- [Directions for this task] Reproduce each line exactly. Skip none.

- [The data]

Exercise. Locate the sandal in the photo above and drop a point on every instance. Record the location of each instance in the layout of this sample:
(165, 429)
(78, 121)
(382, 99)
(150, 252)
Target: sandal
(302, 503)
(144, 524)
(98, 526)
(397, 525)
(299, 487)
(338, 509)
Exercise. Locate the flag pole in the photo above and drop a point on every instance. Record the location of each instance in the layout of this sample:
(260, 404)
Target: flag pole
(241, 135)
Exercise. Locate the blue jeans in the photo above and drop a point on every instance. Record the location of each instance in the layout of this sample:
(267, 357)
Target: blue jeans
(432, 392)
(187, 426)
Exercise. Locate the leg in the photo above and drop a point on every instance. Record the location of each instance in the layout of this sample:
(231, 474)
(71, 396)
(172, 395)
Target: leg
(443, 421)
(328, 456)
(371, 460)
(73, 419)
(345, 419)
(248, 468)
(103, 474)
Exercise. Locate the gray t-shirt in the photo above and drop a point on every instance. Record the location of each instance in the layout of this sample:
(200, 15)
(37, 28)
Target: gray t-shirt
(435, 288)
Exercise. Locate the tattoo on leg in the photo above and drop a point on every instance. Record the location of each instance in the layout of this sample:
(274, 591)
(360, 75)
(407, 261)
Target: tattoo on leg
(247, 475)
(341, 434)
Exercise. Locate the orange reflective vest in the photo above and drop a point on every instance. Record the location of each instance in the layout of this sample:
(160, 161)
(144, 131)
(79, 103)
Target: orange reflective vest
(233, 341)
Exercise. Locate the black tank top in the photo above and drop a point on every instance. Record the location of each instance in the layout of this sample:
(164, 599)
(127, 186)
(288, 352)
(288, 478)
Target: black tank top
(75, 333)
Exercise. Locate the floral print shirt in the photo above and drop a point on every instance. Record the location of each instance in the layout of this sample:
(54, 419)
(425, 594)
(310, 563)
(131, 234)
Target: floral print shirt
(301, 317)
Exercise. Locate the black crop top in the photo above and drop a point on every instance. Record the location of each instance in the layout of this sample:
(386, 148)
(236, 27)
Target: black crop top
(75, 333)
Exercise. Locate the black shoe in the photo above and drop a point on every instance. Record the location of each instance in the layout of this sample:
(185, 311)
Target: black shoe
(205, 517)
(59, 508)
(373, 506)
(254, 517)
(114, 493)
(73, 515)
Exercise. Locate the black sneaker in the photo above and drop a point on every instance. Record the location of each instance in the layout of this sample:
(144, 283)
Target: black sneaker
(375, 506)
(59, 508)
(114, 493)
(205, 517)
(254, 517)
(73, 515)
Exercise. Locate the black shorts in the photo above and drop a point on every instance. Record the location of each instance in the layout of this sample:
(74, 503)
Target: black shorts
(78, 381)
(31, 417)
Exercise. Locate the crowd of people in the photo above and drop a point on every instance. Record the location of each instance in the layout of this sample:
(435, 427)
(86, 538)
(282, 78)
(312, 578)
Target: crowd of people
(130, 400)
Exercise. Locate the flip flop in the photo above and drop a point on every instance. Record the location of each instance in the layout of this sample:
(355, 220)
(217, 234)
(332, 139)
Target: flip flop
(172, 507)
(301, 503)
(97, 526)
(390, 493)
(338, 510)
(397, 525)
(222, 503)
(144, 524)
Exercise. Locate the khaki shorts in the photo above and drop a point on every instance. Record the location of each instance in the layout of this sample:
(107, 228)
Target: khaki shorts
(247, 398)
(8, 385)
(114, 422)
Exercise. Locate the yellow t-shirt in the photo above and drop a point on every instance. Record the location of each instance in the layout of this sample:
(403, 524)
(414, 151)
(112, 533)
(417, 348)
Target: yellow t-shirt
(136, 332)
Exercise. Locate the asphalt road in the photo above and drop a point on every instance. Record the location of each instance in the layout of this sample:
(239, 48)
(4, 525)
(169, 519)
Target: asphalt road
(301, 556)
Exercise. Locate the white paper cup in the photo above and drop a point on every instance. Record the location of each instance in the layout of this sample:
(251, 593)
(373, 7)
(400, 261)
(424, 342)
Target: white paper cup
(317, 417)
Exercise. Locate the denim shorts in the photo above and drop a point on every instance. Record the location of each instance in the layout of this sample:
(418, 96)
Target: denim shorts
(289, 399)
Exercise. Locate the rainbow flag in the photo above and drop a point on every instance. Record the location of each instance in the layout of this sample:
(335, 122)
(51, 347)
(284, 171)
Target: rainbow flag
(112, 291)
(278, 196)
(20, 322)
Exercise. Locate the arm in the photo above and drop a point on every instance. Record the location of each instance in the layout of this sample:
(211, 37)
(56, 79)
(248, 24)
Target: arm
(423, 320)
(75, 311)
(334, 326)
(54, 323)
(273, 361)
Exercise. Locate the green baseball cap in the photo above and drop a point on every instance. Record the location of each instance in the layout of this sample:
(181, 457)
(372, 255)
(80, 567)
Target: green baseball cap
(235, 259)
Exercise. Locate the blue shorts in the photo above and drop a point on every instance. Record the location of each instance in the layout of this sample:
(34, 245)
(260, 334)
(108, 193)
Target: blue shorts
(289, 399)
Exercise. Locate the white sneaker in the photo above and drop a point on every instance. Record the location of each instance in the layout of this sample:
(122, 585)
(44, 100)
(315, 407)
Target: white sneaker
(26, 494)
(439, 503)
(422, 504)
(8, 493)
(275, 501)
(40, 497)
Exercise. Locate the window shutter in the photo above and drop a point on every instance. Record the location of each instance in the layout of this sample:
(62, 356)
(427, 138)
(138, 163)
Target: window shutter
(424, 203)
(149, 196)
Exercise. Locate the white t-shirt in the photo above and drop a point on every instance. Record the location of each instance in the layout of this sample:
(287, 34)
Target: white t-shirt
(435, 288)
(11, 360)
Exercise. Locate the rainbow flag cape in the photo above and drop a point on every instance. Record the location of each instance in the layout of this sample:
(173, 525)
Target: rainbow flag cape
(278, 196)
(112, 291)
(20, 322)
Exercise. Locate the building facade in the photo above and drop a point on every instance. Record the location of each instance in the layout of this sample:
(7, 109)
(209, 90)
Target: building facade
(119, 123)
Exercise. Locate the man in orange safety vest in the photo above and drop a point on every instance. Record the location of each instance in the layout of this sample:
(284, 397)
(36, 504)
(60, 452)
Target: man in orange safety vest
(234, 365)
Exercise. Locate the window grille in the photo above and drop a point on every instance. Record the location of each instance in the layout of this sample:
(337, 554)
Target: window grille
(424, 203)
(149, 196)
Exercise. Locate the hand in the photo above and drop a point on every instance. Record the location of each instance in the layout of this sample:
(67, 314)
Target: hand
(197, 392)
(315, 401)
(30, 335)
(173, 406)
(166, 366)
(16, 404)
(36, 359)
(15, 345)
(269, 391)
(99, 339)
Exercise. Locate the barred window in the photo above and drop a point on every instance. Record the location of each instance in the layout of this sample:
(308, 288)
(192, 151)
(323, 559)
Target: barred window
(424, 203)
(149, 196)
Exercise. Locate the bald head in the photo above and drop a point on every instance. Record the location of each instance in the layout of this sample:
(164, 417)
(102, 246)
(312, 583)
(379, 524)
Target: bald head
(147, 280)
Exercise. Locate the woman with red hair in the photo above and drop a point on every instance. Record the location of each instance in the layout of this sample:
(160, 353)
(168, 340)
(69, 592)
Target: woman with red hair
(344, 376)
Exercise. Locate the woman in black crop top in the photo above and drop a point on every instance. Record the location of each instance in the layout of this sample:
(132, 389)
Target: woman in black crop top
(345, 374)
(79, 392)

- [Response]
Exercise. Locate the sandal in the photo above and drop a point on every instance. Record the location of each instance in the layout of this sample:
(165, 429)
(78, 121)
(382, 99)
(150, 252)
Target: sandal
(302, 503)
(144, 524)
(98, 526)
(397, 525)
(299, 487)
(338, 509)
Exercise. Locate the flag pole in the photo above and drop a point on every instance. Record the location of each instance in the layout of this sample:
(260, 404)
Target: flag pole
(241, 135)
Exercise. Locate the blue jeans in the photo above and drop a point on every instance. Record the location of each instance in the layout of this sample:
(267, 357)
Target: blue jeans
(432, 392)
(187, 426)
Exercise. Locate the leg in the photo above and drop a point on every instance. Record the location of each instance in the layout of this sample:
(231, 474)
(71, 396)
(172, 395)
Target: leg
(443, 421)
(328, 456)
(371, 460)
(73, 419)
(345, 419)
(248, 468)
(103, 474)
Exercise. Locate the gray t-shirt in the photo above and drop a point on every instance. Record the location of each instance in the layout of this sample:
(200, 15)
(37, 28)
Target: gray t-shirt
(435, 288)
Exercise. Locate the tattoo on leg in the photo above and drop a point on every instance. Record the location of each instance in the layout of this sample:
(274, 591)
(360, 75)
(407, 261)
Target: tattoo on leg
(247, 475)
(341, 434)
Exercise. Locate the orange reflective vest in the photo above and drop a point on every instance. Record the location of each instance in the layout of this sample:
(160, 161)
(144, 131)
(79, 103)
Target: orange reflective vest
(233, 341)
Exercise. Locate the black tank top in the photo above and drop a point on every instance. Record the location of each instance in the layout of this sample:
(164, 599)
(127, 186)
(288, 352)
(288, 478)
Target: black tank top
(75, 333)
Exercise. Locate the floral print shirt in the photo above and drop a point on every instance. Record the location of each instance in the layout of this sample:
(54, 419)
(425, 594)
(310, 563)
(131, 234)
Target: floral print shirt
(301, 317)
Exercise. Locate the black crop top in the photo above and drop a point on every instance. Record the location of each instance in the layout of this sample:
(386, 148)
(236, 27)
Target: black crop top
(75, 333)
Exercise. Locate the black shoe in the photo above and drop a point on every instance. Record the location of each instance in the layout of this sample:
(185, 311)
Target: black shoe
(205, 517)
(59, 508)
(373, 506)
(254, 517)
(114, 493)
(73, 515)
Exercise. Locate the black sneaker in the photo above and drop a point on every instance. Record the location of each instance in the layout of this sample:
(144, 283)
Target: black sneaker
(375, 506)
(59, 508)
(114, 493)
(205, 517)
(254, 517)
(73, 515)
Exercise. Locate the black shorts in the photo above and drop a point on every instance. Record the location of each instance in the layout of this sample:
(74, 503)
Target: black shorts
(78, 381)
(31, 417)
Exercise. Locate the crowd of people in the photo above and drop a point on every instance. Record the location of each instance in the layout of this sample:
(435, 427)
(86, 538)
(282, 78)
(312, 578)
Target: crowd of people
(130, 400)
Exercise. Locate the flip flop in the photo above and drop a point on every instance. Record the location of each instance in the layout of this sample:
(355, 220)
(217, 234)
(332, 139)
Target: flip flop
(172, 507)
(301, 503)
(97, 526)
(390, 493)
(338, 510)
(397, 525)
(222, 503)
(144, 524)
Exercise. Locate the khaki shorts in the photo above and drop a point on every instance. Record the location of each instance in the layout of this sample:
(107, 228)
Target: khaki shorts
(247, 398)
(8, 385)
(114, 422)
Exercise. Locate the yellow t-shirt in the photo above and drop a point on every instance. Record the location of each instance in the layout of this sample:
(403, 524)
(414, 151)
(112, 533)
(417, 348)
Target: yellow t-shirt
(136, 332)
Exercise. Locate the asphalt road in the photo above and drop a point on every instance. Record the location of each instance in the layout of this sample:
(239, 48)
(4, 525)
(169, 519)
Target: asphalt road
(301, 556)
Exercise. Locate the white paper cup in the photo above and drop a point on every instance. Record the location of each instance in the layout of this sample:
(251, 593)
(373, 7)
(400, 261)
(424, 342)
Target: white paper cup
(317, 417)
Exercise. Locate the denim shorts in the photo above and drop a point on every instance. Record the location of each instance in the layout of this sample:
(418, 96)
Target: denim shorts
(289, 399)
Exercise. Locate the rainbow flag in the photo above and drop a point on every instance. Record the location of each instance in the layout of this sample:
(335, 122)
(51, 347)
(284, 171)
Target: rainbow flag
(112, 291)
(278, 196)
(20, 322)
Exercise. Locate the arm in the photo above and drop a point on every instance. Record the location of each instance in the layout of this sample:
(211, 37)
(56, 79)
(248, 24)
Target: arm
(423, 320)
(75, 311)
(334, 326)
(54, 323)
(273, 361)
Exercise. Locate the green baseball cap in the photo above and drop a point on every instance. Record the location of each instance in the layout of this sample:
(181, 457)
(372, 255)
(80, 567)
Target: green baseball cap
(235, 259)
Exercise. Locate the blue shorts in the photo above and drop a point on every instance. Record the location of each instance in the layout of this sample:
(34, 245)
(260, 334)
(108, 193)
Target: blue shorts
(289, 399)
Exercise. Locate the white sneaker in the photo above and drop a point on every instance. Record the location of each instance in the layout of this sample:
(122, 585)
(44, 100)
(315, 407)
Target: white sneaker
(26, 494)
(439, 503)
(422, 504)
(8, 493)
(275, 501)
(40, 497)
Exercise. Locate the window shutter in the photo above and drop a point on every instance. Record the location of each instance in the layout of this sample:
(62, 356)
(427, 138)
(138, 163)
Target: window shutter
(424, 203)
(149, 196)
Exercise. Locate the white t-shirt in the photo above and drop a point on every instance. Record the location of each instance in the layout of this sample:
(287, 34)
Target: white t-shirt
(435, 288)
(11, 360)
Exercise. Locate the rainbow flag cape in the photo above and drop a point on every instance. Record the location of each instance in the layout of this sample:
(173, 525)
Target: rainbow flag cape
(278, 196)
(112, 291)
(20, 322)
Exercise. Locate the building facade in the photo above and drop a point on every instance. Record the location of each instance in the layout of this sample:
(7, 109)
(209, 90)
Target: building facade
(119, 123)
Exercise. Locate the man in orange safety vest in the photo above and drop a point on every instance. Record the location of each instance in the layout of this sample:
(284, 397)
(36, 504)
(60, 452)
Target: man in orange safety vest
(234, 365)
Exercise. Locate the window grille in the photo above and drop a point on every instance. Record the location of each instance in the layout of this sample:
(337, 554)
Target: window grille
(424, 203)
(149, 196)
Exercise. Locate the hand in the photo above and drop a point on every instance. Record the location of each instance in the layout of this sample:
(67, 314)
Target: hand
(197, 392)
(315, 401)
(30, 335)
(173, 406)
(166, 366)
(16, 404)
(36, 359)
(15, 345)
(269, 391)
(99, 339)
Exercise. Locate the barred window in the photo above and drop a point on every instance. Record the location of each instance in the layout of this sample:
(308, 288)
(192, 151)
(323, 559)
Target: barred window
(424, 203)
(149, 196)
Exercise. Locate the bald head in the photo above and drop a point on every instance. Record the location of each instance in the layout of this sample:
(164, 417)
(102, 246)
(312, 583)
(379, 524)
Target: bald head
(147, 280)
Exercise. Locate the woman with red hair in the photo above and drop a point on every instance. Record the location of each instance in the layout of this sample:
(160, 353)
(168, 340)
(69, 592)
Target: woman with red hair
(344, 376)
Exercise. Locate the woman in black crop top in the photo above and drop a point on every instance. Record the location of each instance in the layout of this sample:
(132, 389)
Target: woman in black crop top
(345, 374)
(79, 392)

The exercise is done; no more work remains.